[Natural-language object grounding data]
:::

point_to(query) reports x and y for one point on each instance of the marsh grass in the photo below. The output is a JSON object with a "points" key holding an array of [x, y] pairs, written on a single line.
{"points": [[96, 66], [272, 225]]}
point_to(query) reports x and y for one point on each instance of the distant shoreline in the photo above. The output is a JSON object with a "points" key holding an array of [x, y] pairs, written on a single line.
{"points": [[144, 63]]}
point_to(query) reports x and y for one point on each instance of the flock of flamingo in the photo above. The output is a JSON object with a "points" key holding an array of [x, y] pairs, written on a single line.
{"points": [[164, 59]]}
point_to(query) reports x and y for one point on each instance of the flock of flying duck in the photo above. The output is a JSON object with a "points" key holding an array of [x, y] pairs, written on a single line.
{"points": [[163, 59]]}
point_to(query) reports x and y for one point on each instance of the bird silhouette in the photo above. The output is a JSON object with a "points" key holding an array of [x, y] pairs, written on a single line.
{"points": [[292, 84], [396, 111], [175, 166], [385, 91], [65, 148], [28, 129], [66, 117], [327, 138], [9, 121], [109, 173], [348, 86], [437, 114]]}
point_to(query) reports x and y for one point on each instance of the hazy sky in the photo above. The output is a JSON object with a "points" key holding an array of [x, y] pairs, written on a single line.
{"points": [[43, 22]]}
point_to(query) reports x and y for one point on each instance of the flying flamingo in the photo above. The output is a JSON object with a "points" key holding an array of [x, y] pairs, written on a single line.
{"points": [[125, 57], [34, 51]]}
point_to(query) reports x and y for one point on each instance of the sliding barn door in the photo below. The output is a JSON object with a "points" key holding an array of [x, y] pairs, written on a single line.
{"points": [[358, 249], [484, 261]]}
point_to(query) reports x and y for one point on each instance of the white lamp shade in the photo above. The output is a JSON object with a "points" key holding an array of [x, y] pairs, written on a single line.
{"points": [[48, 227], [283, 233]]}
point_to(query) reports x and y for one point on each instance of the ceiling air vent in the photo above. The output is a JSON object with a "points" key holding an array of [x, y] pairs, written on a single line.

:::

PROBLEM STATEMENT
All the entries above are to be transcribed without any alteration.

RESPONSE BOX
point_to(query) reports x and y for one point on each instance of the marsh grass in the photo below. The output is a JSON object with a "points" key holding an array of [x, y] pairs, written on a single line.
{"points": [[96, 66], [272, 225]]}
point_to(query) reports x and y for one point on each instance of the distant shoreline in the photo above. The output is a JSON object with a "points" key holding an array of [x, y] pairs, written on a single line.
{"points": [[144, 63]]}
point_to(query) reports x and y for one point on each instance of the flock of flamingo in the photo above. The output is a JSON object with a "points" key holding an array of [x, y] pairs, written on a single line.
{"points": [[164, 59]]}
point_to(query) reports x and y for one point on each instance of the flock of flying duck in the photo above. The output is a JSON object with a "points" key holding an array of [x, y] pairs, written on a single line.
{"points": [[163, 59]]}
point_to(query) reports x and y for one point on each instance of the bird silhouette in the photo above. The output is a JSON object with a "points" key holding an array of [x, y] pairs, written on a single line.
{"points": [[292, 84], [396, 111], [175, 166], [385, 91], [65, 148], [28, 129], [66, 117], [327, 138], [9, 121], [109, 173], [348, 86], [437, 114]]}
point_to(query) reports x and y for one point on each instance of the hazy sky in the photo above. The output is a JSON object with a "points" key holding an array of [x, y] pairs, written on a single line.
{"points": [[43, 22]]}
point_to(query) reports x and y for one point on each instance of the flying flamingo in the photo above. The output is a JSON object with a "points" key holding an array of [x, y] pairs, written on a single line.
{"points": [[125, 57], [34, 51]]}
point_to(query) reports x and y for one point on each instance of the sliding barn door in the photo below. The output is a JSON object with a "points" key holding an array of [x, y] pairs, written on a single line.
{"points": [[358, 249], [484, 261]]}
point_to(query) reports x and y for one point on each instance of the white lamp shade in the photo above. The output is a JSON object with a "points" key holding an array of [x, y] pairs, written on a single line.
{"points": [[48, 227], [283, 233]]}
point_to(query) reports x and y for one point on each instance of the ceiling air vent in the photo above. The output is a JSON object with a "points" key holding an array of [x, y] pairs, written on a single line.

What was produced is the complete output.